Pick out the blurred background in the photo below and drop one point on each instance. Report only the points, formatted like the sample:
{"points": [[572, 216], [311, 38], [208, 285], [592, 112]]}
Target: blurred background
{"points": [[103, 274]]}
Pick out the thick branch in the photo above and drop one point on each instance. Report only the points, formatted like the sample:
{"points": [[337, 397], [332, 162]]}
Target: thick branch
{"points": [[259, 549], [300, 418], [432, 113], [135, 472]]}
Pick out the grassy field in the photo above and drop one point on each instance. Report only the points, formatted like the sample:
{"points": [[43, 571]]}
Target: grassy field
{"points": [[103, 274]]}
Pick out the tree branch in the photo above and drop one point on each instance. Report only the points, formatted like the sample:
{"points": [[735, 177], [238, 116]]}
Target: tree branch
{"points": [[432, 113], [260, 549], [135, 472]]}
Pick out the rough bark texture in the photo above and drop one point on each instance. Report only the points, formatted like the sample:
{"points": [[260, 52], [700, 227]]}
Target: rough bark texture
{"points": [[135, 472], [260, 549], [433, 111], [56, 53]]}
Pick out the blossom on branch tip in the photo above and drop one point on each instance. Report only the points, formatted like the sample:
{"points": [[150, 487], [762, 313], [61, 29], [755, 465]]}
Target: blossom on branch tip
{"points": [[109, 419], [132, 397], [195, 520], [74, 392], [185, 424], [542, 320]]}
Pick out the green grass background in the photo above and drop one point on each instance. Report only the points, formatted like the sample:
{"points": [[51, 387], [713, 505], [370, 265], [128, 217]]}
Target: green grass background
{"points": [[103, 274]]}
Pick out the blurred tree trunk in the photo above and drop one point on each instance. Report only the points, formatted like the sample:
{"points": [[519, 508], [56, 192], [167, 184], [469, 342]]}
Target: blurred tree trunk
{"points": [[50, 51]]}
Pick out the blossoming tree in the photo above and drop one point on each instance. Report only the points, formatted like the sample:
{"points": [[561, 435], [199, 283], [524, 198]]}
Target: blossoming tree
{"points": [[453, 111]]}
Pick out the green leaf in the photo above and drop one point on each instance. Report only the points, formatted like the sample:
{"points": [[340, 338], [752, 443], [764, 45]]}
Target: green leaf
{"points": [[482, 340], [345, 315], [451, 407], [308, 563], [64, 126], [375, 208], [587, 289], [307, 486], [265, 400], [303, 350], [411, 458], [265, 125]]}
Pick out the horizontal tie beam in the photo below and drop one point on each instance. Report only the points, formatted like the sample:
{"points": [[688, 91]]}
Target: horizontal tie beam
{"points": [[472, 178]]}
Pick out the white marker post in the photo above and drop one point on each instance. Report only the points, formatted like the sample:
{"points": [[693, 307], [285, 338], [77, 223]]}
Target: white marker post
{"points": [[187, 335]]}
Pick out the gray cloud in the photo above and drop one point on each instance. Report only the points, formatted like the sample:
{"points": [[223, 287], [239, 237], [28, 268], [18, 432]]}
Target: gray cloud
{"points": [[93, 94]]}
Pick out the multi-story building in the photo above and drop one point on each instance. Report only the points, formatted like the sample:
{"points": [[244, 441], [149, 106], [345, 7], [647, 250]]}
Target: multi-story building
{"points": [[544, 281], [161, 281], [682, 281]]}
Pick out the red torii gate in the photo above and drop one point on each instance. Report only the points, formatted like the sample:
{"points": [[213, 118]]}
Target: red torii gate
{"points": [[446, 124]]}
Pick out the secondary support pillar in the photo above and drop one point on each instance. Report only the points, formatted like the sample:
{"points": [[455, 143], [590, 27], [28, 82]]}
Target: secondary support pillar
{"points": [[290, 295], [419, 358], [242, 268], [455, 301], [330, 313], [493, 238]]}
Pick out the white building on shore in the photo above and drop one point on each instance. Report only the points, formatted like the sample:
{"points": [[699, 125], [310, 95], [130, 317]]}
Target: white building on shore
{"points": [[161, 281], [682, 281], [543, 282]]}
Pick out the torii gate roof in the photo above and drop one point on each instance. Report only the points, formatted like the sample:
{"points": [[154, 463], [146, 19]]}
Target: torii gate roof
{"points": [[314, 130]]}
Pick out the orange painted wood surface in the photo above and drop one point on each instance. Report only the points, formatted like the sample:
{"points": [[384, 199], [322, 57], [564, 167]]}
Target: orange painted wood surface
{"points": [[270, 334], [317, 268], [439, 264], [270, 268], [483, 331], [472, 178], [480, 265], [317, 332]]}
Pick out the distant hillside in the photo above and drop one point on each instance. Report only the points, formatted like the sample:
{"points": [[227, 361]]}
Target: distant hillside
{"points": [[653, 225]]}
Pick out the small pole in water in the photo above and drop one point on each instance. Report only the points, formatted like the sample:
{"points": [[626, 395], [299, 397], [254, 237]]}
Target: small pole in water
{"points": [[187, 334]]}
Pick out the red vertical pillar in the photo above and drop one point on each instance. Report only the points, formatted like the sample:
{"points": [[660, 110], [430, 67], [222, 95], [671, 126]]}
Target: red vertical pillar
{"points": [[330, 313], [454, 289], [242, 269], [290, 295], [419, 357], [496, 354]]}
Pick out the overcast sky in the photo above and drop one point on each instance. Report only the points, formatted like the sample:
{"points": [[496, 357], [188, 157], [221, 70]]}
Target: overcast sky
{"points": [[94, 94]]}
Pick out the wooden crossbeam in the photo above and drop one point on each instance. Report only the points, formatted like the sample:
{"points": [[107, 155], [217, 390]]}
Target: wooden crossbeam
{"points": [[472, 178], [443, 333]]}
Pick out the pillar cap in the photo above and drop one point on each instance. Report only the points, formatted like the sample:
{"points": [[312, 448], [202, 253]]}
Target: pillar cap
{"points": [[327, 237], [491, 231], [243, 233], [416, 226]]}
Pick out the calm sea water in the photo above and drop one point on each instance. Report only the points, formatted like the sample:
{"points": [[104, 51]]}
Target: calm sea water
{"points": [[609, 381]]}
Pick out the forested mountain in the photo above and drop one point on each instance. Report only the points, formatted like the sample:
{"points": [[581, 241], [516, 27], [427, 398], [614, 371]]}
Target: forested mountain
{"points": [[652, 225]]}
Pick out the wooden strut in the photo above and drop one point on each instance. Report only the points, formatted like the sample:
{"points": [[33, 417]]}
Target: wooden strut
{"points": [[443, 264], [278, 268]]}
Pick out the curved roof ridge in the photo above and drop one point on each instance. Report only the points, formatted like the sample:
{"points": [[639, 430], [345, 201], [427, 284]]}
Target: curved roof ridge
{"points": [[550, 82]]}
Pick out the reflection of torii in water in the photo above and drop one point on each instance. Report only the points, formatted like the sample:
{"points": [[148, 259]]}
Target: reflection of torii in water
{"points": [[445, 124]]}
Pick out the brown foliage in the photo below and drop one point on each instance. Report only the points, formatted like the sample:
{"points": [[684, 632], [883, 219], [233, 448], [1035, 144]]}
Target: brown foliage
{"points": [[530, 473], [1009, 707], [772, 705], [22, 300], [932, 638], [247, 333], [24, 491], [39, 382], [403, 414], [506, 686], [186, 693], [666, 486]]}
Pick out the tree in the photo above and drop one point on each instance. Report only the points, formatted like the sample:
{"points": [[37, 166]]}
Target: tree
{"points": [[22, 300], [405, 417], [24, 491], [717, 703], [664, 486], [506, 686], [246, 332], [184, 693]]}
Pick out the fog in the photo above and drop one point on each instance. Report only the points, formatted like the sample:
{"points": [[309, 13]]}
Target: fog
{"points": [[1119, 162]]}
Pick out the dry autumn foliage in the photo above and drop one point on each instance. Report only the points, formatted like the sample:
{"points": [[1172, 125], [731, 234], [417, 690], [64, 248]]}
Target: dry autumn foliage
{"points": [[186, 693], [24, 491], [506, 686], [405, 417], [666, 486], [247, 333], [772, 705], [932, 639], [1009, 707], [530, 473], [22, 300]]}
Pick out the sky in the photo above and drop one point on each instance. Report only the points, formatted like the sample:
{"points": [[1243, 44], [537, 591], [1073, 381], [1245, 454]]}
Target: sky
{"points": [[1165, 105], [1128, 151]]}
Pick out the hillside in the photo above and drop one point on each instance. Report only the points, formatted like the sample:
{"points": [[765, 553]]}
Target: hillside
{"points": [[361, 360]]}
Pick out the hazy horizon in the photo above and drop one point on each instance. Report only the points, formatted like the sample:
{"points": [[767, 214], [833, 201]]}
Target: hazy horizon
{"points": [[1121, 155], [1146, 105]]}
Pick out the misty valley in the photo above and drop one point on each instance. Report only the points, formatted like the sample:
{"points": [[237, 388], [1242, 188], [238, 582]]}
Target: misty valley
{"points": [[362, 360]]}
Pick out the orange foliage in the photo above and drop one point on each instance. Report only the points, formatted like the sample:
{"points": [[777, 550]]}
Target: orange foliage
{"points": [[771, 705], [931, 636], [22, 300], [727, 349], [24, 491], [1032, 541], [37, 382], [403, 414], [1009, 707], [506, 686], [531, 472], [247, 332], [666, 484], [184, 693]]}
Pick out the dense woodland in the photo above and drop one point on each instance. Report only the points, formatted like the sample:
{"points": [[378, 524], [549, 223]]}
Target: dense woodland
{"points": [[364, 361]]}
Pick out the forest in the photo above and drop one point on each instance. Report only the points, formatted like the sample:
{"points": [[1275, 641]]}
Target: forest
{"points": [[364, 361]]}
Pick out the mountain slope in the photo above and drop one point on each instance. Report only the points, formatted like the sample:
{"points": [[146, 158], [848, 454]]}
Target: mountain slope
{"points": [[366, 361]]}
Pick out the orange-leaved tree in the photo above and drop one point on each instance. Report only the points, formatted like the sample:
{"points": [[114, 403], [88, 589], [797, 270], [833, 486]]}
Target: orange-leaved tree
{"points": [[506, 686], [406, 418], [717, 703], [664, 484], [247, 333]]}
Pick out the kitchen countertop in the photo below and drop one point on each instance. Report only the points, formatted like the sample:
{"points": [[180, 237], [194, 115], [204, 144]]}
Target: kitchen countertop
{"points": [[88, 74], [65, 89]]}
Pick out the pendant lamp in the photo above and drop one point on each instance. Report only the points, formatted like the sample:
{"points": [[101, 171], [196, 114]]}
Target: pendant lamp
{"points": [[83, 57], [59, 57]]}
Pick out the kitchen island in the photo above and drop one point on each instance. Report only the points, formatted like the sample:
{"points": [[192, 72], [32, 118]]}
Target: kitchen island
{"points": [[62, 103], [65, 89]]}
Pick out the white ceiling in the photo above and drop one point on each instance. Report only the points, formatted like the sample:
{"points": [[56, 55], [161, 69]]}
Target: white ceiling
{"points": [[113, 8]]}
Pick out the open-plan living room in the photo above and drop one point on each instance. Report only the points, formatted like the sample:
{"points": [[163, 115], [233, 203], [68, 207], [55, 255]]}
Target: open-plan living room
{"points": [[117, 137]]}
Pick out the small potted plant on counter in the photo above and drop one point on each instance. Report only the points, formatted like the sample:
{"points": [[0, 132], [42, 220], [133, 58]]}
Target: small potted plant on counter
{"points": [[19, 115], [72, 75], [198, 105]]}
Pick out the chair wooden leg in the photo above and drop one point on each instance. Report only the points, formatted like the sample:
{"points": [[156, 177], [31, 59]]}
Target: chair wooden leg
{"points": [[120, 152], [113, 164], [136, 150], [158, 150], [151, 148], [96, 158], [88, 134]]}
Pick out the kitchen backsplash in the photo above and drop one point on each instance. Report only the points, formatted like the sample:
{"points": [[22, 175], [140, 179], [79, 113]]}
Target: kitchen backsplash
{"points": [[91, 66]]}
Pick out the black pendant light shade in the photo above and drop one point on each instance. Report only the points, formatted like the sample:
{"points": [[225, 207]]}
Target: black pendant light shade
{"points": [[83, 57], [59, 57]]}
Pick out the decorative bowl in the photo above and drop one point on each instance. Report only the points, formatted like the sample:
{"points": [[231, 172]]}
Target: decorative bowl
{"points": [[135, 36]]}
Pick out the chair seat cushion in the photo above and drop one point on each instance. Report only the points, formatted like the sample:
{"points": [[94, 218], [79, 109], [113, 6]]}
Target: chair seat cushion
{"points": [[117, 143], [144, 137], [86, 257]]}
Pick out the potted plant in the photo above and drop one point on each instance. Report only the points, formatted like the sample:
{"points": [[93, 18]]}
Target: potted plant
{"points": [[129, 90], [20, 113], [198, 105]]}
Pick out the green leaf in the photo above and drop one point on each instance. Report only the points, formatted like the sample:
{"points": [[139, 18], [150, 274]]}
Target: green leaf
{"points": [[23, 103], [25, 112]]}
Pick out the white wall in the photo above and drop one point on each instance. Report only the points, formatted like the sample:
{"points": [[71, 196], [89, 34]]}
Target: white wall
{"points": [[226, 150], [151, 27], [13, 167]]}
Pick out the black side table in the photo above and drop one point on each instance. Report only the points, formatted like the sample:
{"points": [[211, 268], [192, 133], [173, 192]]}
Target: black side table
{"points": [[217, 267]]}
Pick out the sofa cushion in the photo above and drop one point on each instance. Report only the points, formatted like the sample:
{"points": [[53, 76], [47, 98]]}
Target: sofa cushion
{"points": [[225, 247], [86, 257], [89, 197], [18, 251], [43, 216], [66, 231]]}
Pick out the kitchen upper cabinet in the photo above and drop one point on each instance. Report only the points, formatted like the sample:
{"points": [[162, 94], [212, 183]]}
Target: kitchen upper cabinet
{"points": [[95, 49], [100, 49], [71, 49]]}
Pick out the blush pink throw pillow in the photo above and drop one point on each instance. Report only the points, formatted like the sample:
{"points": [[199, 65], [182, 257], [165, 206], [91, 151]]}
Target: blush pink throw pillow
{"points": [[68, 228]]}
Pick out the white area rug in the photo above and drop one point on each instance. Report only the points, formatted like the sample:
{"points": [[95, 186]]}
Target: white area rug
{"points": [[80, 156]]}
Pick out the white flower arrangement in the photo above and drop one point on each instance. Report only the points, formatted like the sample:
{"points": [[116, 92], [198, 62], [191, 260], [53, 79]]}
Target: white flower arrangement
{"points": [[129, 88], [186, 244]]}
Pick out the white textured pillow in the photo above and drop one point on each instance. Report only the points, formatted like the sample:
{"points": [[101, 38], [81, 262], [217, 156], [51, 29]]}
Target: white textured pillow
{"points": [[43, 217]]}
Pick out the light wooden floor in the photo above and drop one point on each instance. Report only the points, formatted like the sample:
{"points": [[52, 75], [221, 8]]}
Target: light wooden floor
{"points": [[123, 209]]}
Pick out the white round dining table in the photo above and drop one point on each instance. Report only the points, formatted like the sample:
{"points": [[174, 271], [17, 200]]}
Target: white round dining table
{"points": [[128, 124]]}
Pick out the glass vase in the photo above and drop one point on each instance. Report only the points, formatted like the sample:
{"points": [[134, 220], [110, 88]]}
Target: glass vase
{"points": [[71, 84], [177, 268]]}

■ ■ ■ ■ ■ ■ ■

TASK STATEMENT:
Send back exactly the lines from the line with "Pick out the blush" through the end of the records.

RESPONSE:
Pick out the blush pink throw pillow in the photo above and drop one point on each instance. Report only the points, formatted like the sample:
{"points": [[199, 65], [182, 257], [165, 206], [91, 151]]}
Target: blush pink throw pillow
{"points": [[68, 228]]}
Pick out the white area rug in the photo above and drop one point on each instance. Report only the points, formatted like the sample:
{"points": [[95, 186]]}
Target: white area rug
{"points": [[80, 156]]}
Pick out the white flower arrangement in the photo above and drop one point on each instance. Report only the points, formatted like the sample:
{"points": [[116, 92], [198, 62], [191, 260], [53, 79]]}
Target: white flower arrangement
{"points": [[129, 88], [186, 244]]}
Pick out the white textured pillow in the photo above and drop one point on each instance. Report only the points, formatted like the sample:
{"points": [[101, 38], [81, 262], [217, 156], [51, 29]]}
Target: white textured pillow
{"points": [[43, 217]]}
Pick out the light wooden floor in the photo above and drop one point on each instance. Report only the points, formatted like the sample:
{"points": [[52, 75], [221, 8]]}
Target: light wooden floor
{"points": [[123, 209]]}
Pick out the white round dining table in the photo above and drop one point on each instance. Report only the points, formatted like the sample:
{"points": [[174, 271], [17, 200]]}
Target: white round dining table
{"points": [[128, 124]]}
Pick out the glass vase in the photo above and drop one point on each instance. Report only the points, formatted like the sample:
{"points": [[134, 220], [110, 88]]}
Target: glass vase
{"points": [[71, 84], [177, 268]]}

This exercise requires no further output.